* **SEITENTEXT**

● ● ● ● ● ● ●

Das Überflüssige hat eine Heimstatt: den Souvenirladen. Heimspiel für lokale Scheußlichkeiten. Warum ist man so versessen darauf? Das landet hernach eh in den Schubladen für Klimbim. Soll man sich das wirklich in die Vitrine stellen? Die Mini-Kloschüssel als Bonbonspender, Plastik-Fußabdruck von 'ner berühmten Person, Flaschen mit "authentischer Stadtluft" ... Was davon ist auch nur annähernd nützlich? Kuscheltiere als Superhelden verkleidet oder Quietscheenten mit Touristen-Outfit?

Was ist in einen gefahren? Vernebelt die Urlaubsstimmung zuverlässig den Verstand? Wieso greift man zu diesen Artikeln? Es nötigt einen niemand. Oder ist man auf der verzweifelten Suche nach Präsenten? Was fängt man mit einer Plüsch-Brezel an? Man übergibt sie der zuständigen Schublade, in der bereits die anderen unglücklichen Klimbim-Mitglieder des Haushalts versammelt sind. Eine Schublade ist gnädig – sie verbirgt den Inhalt.

Man könnte teilnehmen bei der Olympiade der "Nichtsnutzigen Geräte". Sie wie ein Pokémon trainieren. Der Seifenspender in Donut-Form tritt an gegen die goldlackierte, dauerwinkende Winkekatze. Verzaubern uns Souvenirläden – wie ist das sonst möglich? Ist es das Übermaß an Zeit? Unverplante Zeit, der Urlaub bietet Leere. Und sofort füllen wir es mit der nächstbesten Absurdität?

Wir sind auch gar nicht wählerisch. Die Latte für bezaubernde Souvenirs liegt nicht hoch. Unsinnige Warnschilder? Immer her damit!

"Warnung: Dieser Weg könnte Spuren von Abenteuer enthalten."

"Hier endet die Realität. Nächste Haltestelle: Fantasie."

Dazu ein paar Matrjoschka-Puppen, Zombie-Gartenzwerge, Plüsch-Mikroben – und fertig ist die Laube. Alles künftige Schuppen-Bewohner. Man verfrachtet all diesen Krempel schnellstens außer Sichtweise. Ist es ein Fluch? Man greift immer wieder zu diesen Kuriositäten. Immerhin haben sie einem beim ersten Betrachten ein Lächeln ins Gesicht gezaubert. Man will diesen Moment wiederholen – aber mehr ist bei ihnen nicht drin. Alle weiteren Versuche, sie witzig zu finden, scheitern. Wie ein pfiffiges Tapetenmuster, von dem man nach drei Tagen optischen Tinnitus bekommt.

Was schenkt man Menschen, die schon alles haben? Da wäre ein "Ufo mit Alien"-Seifenspender ideal. Echt jetzt? Was findet man alles im Müßiggang? Einfallslosigkeit als Schicksal? Und dann greift man erfreut zu bemalten Bierkrügen und Maultrommeln ... Wenn es wenigstens unter die Rubrik fiele: "Wollte man immer mal schon haben." Aber man will es ja nicht haben – man entledigt sich der Scheußlichkeiten auf die eine oder andere Art – meist verschenkt man es an Opfer, die ein Übermaß an Höflichkeit davon abhält, abzulehnen. Wunderbar! Das wäre geschafft. Dem drücken wir noch was aufs Auge; da geht noch was.

● ● ● ● ● ● ●

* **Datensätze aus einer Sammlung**
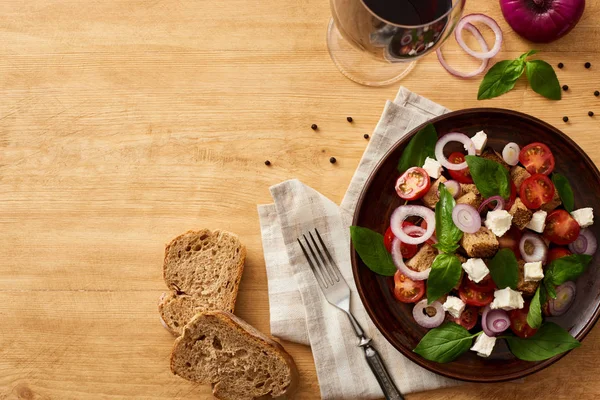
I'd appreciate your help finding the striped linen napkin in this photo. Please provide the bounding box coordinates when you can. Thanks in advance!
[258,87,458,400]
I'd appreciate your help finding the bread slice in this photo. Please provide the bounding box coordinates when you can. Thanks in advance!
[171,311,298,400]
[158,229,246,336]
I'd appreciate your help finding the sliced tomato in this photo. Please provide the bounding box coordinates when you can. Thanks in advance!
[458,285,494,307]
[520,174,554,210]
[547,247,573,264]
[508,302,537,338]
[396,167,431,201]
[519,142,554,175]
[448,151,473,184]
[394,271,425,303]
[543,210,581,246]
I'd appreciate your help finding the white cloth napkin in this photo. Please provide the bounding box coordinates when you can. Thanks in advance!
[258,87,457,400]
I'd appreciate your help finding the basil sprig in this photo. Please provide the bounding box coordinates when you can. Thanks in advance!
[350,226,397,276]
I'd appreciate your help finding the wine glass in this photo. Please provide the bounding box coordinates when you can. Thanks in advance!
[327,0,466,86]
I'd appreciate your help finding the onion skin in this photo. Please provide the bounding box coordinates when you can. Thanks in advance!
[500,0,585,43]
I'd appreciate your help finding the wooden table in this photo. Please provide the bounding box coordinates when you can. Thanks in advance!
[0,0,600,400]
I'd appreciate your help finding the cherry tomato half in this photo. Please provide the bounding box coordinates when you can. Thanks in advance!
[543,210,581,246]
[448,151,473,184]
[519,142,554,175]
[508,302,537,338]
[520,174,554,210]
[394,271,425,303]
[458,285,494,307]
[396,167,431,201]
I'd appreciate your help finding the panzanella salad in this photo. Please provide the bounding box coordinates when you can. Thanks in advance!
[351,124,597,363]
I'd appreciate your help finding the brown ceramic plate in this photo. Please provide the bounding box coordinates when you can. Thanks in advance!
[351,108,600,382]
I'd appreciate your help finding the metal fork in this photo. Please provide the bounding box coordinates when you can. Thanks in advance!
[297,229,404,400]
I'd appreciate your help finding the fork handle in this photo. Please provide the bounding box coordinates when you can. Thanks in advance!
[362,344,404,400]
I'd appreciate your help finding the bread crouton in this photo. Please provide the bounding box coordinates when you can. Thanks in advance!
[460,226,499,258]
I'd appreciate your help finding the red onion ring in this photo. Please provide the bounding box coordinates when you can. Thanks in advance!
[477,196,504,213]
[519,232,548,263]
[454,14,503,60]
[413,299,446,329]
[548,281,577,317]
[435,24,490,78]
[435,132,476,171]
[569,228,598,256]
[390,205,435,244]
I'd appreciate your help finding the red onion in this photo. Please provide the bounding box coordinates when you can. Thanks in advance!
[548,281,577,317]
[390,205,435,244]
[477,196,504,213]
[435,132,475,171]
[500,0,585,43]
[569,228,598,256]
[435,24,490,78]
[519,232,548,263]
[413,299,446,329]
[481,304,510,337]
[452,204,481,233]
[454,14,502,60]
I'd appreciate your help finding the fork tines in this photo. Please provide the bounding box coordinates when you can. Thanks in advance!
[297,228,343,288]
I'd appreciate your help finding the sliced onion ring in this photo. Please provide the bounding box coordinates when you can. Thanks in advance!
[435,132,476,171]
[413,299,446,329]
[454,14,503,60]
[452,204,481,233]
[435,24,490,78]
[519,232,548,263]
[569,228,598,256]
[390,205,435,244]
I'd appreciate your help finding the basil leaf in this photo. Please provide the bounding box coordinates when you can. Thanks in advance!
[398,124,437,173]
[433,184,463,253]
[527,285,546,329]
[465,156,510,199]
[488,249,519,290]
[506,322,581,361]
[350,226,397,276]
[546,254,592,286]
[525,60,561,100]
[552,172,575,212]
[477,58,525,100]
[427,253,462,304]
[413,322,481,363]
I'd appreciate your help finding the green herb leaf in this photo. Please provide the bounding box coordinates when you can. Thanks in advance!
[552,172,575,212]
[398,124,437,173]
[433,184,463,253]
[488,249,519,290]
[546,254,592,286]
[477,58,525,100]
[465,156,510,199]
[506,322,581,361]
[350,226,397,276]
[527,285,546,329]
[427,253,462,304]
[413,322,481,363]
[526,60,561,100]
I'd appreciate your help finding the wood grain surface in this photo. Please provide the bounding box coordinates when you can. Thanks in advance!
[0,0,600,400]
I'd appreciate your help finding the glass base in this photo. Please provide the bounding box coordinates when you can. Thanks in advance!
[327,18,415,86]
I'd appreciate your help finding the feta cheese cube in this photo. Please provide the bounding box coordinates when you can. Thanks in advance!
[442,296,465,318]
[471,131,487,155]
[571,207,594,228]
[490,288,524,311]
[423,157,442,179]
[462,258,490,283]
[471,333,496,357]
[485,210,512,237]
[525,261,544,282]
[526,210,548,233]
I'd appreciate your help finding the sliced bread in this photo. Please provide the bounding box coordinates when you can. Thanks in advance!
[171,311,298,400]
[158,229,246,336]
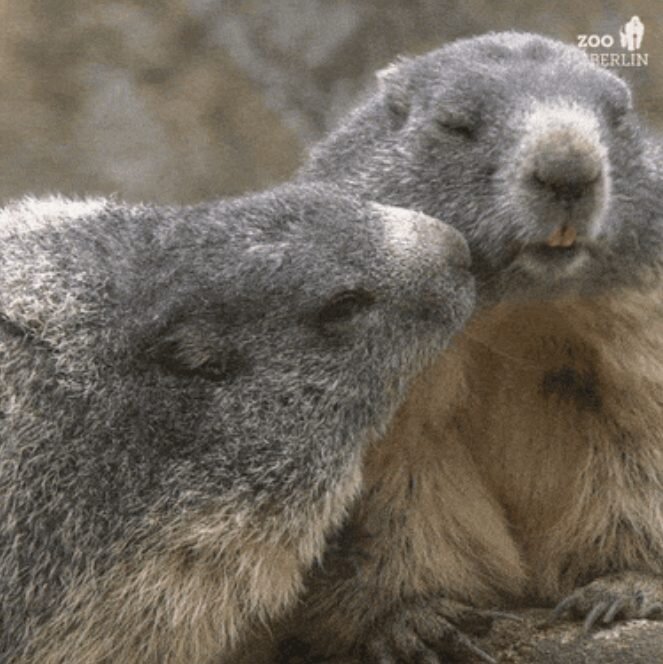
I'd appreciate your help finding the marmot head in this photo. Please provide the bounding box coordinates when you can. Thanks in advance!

● ● ● ● ● ● ●

* **AUFGABE**
Beantworte kurz diese Fragen zum Text über Souvenirläden:
(a) Was tut eine Schublade, die der Text gnädig nennt?
(b) Gegen welchen Gegenstand tritt der Seifenspender in Donut-Form an?
(c) Welcher Seifenspender wäre laut Text ideal für Menschen, die schon alles haben?
Die Datensätze haben mit dem Text über Souvenirläden nichts zu tun.

* **ERWARTETE ANTWORT**
(a) Sie verbirgt den Inhalt.
(b) Gegen die goldlackierte, dauerwinkende Winkekatze.
(c) Ein "Ufo mit Alien"-Seifenspender.